◆ **Exercise instructions**:
How many lines in the items below contain the word "shirt", with case counting? Reply with the number alone.

** BEGIN Records for this exercise **

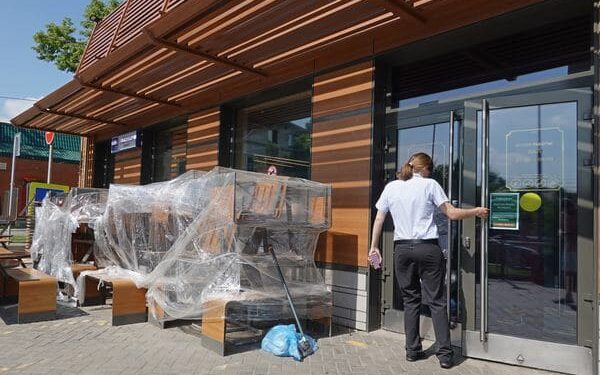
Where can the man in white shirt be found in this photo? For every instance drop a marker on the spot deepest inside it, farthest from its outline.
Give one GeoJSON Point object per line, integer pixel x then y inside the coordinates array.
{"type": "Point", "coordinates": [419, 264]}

** END Records for this exercise **
** BEGIN Records for this exercise **

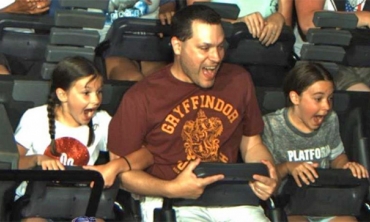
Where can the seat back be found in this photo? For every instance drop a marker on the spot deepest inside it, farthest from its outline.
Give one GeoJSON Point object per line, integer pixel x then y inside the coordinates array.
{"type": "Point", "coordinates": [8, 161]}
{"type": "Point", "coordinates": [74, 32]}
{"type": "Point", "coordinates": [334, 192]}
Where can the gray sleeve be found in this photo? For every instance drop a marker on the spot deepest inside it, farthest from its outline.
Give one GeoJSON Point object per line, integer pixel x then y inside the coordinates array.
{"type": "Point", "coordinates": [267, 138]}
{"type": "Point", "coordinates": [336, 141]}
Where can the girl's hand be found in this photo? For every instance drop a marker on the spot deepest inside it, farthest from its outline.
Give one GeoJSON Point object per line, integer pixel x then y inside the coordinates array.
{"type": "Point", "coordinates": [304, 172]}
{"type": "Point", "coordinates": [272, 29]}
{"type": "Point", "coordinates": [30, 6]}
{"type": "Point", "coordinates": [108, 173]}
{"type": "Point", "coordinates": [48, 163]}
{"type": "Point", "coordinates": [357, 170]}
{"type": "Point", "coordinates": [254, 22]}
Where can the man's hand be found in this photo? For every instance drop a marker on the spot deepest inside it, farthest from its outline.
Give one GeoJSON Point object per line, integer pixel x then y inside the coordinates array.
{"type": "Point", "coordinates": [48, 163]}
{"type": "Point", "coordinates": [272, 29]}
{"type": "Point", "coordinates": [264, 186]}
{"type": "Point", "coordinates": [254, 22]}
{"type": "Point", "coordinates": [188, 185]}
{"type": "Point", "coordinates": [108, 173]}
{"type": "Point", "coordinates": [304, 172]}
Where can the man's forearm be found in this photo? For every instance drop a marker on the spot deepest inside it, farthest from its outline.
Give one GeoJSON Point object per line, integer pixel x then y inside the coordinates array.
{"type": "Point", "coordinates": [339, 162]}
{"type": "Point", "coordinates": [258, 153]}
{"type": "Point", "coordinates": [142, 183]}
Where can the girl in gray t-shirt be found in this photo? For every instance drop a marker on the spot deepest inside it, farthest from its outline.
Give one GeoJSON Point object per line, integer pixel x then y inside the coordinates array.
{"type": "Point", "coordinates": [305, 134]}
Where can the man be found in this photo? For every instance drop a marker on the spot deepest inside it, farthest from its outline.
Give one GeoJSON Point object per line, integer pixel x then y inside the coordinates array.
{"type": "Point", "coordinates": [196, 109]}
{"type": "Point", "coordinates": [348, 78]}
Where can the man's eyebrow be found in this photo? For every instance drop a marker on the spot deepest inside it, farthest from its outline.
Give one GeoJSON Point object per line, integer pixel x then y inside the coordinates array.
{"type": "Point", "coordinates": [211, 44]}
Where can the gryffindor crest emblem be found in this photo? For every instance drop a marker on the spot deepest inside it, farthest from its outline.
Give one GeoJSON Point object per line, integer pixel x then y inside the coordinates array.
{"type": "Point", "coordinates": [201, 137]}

** END Records for this exercise **
** BEGIN Records for this exercise **

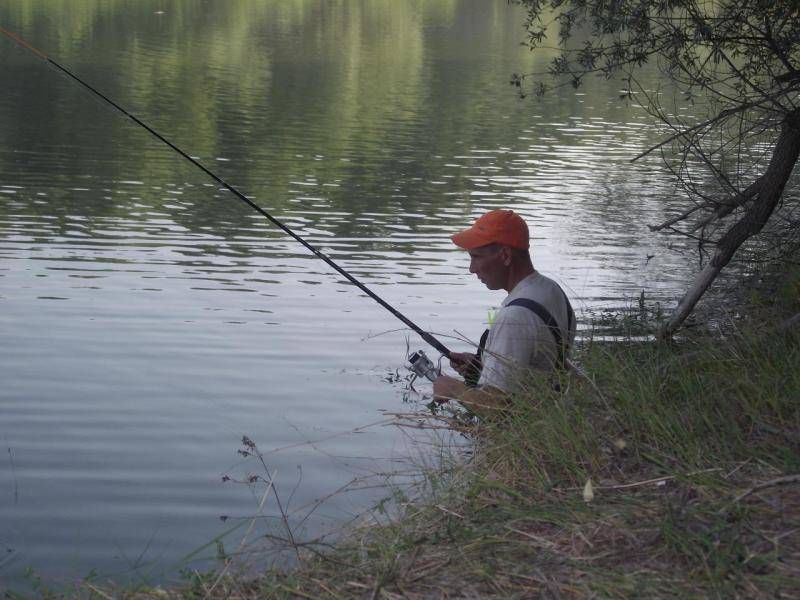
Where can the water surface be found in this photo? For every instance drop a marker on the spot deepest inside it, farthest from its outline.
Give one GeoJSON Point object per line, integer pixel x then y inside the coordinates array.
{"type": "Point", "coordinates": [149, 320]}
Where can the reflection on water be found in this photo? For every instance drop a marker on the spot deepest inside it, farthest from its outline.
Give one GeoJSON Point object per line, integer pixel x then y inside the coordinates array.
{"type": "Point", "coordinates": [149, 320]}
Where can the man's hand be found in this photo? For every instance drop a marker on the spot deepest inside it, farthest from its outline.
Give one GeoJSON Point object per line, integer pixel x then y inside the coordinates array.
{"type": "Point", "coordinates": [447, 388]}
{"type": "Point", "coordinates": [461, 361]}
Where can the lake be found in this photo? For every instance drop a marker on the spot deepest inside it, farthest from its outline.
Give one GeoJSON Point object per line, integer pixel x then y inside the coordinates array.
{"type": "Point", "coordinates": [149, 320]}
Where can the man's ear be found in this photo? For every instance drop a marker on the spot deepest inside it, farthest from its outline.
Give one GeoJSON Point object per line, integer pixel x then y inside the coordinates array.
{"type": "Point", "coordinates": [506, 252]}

** END Records for this exercise **

◆ **Solution for this problem**:
2